Zum fünften Mal war er nominiert, James Gruntz, jetzt endlich hat er ihn erhalten, den Basler Pop-Preis. Der 25-jährige Sänger und Songwriter überzeugte die Fachjury, Soulsängerin Ira May das Publikum – und Roli Frei die Musikkritiker.
«In den vergangenen Tagen versuchte ich mich abzukühlen, um einer Enttäuschung vorzubeugen», sagte James Gruntz vor Basler Musik- und Politprominenz. Dann hielt er ein wenig schüchtern die Trophäe in die Höhe und sagte: «Fühlt sich gut an, hat Gewicht. Merci viel, viel mol.»
Es war der Schlusspunkt eines Verleihungsreigens, und für ihn selber doch erst der Anfang: Der Anfang eines Prozesses, in dem sich der Sänger und Songwriter bewusst werden muss, dass er es endlich geschafft hat. «Ich brauche wohl noch ein paar Tage, bis ich verstehe, was das heisst, den Pop-Preis gewonnen zu haben.» Dabei hatte er sich das doch schon so oft ausmalen können.
Die Hoffnung stirbt zuletzt
Viermal schon war Gruntz für diesen Preis nominiert gewesen. Stets ohne Erfolg. Man hätte daher verstanden, wenn er heuer nicht aufgekreuzt wäre. Das muss doch wehgetan haben, zuletzt 2013, als die Band Sheila She Loves You feierte und er abermals leer ausging. «Am Tag danach, als ich erwachte, ja, da fragte ich mich schon, was hier abgeht. Aber enttäuscht war ich nicht…»

■ **Vorliegende Datensätze**
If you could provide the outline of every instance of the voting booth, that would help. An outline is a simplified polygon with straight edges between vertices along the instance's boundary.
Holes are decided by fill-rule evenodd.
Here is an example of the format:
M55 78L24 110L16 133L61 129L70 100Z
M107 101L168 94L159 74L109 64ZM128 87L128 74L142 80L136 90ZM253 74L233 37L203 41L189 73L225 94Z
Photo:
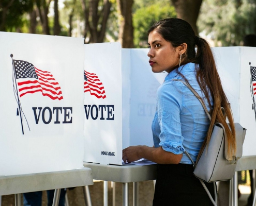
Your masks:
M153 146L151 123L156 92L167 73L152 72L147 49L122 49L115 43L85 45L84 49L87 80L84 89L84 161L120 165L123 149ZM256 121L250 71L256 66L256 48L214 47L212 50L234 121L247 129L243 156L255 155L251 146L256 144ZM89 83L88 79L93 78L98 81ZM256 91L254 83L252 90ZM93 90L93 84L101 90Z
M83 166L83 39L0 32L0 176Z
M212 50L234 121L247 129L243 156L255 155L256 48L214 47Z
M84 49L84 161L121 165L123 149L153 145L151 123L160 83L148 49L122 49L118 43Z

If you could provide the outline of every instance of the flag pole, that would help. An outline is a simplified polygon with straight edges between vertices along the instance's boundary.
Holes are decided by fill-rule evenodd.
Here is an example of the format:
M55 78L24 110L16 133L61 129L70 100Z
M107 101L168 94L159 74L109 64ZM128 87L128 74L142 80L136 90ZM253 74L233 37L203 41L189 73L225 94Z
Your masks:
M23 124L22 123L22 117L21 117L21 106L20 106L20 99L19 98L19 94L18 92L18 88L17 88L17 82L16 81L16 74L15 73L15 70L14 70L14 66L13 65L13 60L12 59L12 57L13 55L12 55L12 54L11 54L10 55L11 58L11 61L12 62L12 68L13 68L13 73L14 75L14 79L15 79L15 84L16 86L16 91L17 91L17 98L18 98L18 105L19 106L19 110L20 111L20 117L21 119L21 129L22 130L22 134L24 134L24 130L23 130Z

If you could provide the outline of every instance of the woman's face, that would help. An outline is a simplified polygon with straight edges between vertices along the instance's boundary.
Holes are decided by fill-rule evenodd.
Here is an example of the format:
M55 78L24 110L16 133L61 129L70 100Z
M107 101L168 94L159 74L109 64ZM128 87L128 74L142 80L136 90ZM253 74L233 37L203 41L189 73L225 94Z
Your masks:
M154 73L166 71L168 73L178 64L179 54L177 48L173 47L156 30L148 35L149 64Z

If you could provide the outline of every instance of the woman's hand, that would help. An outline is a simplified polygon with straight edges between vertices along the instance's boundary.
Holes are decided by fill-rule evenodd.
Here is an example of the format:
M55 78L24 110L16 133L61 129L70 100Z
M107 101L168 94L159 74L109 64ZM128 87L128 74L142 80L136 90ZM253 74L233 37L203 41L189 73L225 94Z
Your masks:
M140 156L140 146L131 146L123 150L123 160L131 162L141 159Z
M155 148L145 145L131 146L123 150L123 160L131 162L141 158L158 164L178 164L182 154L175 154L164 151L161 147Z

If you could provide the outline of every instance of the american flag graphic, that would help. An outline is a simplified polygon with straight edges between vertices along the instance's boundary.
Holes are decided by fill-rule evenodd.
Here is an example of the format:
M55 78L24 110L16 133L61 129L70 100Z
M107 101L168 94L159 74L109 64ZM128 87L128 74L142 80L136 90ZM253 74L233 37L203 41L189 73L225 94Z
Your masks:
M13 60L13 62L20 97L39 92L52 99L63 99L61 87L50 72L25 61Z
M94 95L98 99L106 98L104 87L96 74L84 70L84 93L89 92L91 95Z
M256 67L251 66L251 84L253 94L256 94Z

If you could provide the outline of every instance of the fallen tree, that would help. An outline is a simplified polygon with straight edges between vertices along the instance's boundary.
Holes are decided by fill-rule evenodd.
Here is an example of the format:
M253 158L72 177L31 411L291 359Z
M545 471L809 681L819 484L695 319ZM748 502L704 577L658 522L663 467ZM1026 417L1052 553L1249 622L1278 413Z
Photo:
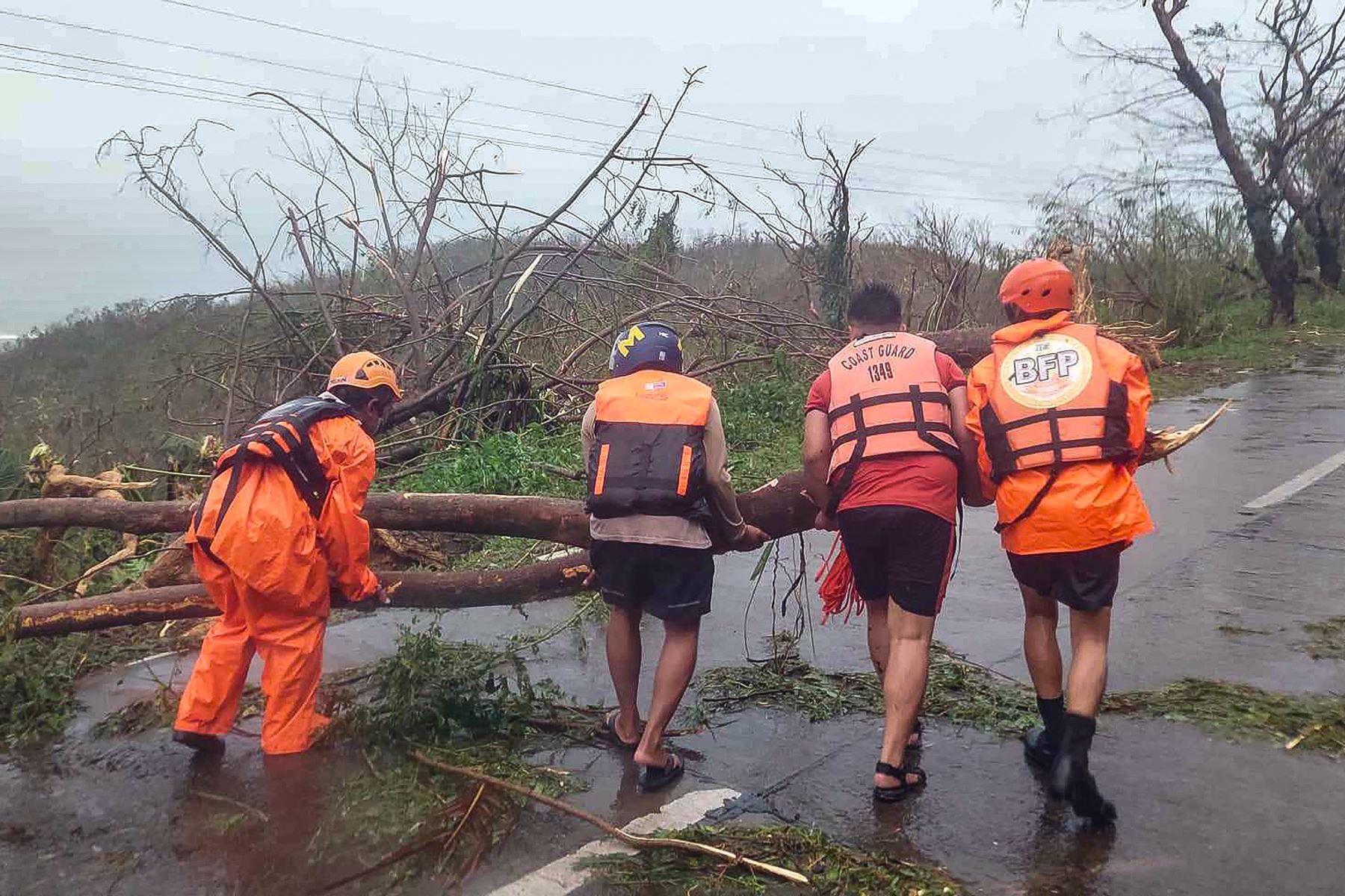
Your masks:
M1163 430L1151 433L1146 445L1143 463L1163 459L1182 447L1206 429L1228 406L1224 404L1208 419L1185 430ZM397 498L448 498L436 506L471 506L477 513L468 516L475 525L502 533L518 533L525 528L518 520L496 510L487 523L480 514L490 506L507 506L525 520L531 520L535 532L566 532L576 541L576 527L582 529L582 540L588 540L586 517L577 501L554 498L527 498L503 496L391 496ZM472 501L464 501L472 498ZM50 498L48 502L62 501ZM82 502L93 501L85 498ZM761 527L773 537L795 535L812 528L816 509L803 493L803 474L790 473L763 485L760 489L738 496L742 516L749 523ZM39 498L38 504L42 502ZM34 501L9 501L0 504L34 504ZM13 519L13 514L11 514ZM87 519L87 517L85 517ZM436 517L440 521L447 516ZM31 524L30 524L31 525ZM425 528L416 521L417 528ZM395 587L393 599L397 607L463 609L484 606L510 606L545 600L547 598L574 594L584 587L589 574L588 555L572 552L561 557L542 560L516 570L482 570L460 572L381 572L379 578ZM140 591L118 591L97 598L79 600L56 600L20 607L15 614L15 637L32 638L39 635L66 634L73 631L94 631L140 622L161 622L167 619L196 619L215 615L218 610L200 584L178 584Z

■ **Aufgabe 1**
Wie oft war James Gruntz laut dem Auszug vor der diesjährigen Verleihung bereits für den Basler Pop-Preis nominiert gewesen?
■ **Aufgabe 2**
Wandle die Datensätze vom Anfang bis einschließlich der zweiten Zeile, die „M212 50L234 121L247“ enthält, in eine nummerierte Liste um. Lass dabei Leerzeilen und Bilder weg.

■ **Lösung 1**
Viermal.

■ **Lösung 2**
1. If you could provide the outline of every instance of the voting booth, that would help. An outline is a simplified polygon with straight edges between vertices along the instance's boundary.
2. Holes are decided by fill-rule evenodd.
3. Here is an example of the format:
4. M55 78L24 110L16 133L61 129L70 100Z
5. M107 101L168 94L159 74L109 64ZM128 87L128 74L142 80L136 90ZM253 74L233 37L203 41L189 73L225 94Z
6. Photo:
7. Your masks:
8. M153 146L151 123L156 92L167 73L152 72L147 49L122 49L115 43L85 45L84 49L87 80L84 89L84 161L120 165L123 149ZM256 121L250 71L256 66L256 48L214 47L212 50L234 121L247 129L243 156L255 155L251 146L256 144ZM89 83L88 79L93 78L98 81ZM256 91L254 83L252 90ZM93 90L93 84L101 90Z
9. M83 166L83 39L0 32L0 176Z
10. M212 50L234 121L247 129L243 156L255 155L256 48L214 47Z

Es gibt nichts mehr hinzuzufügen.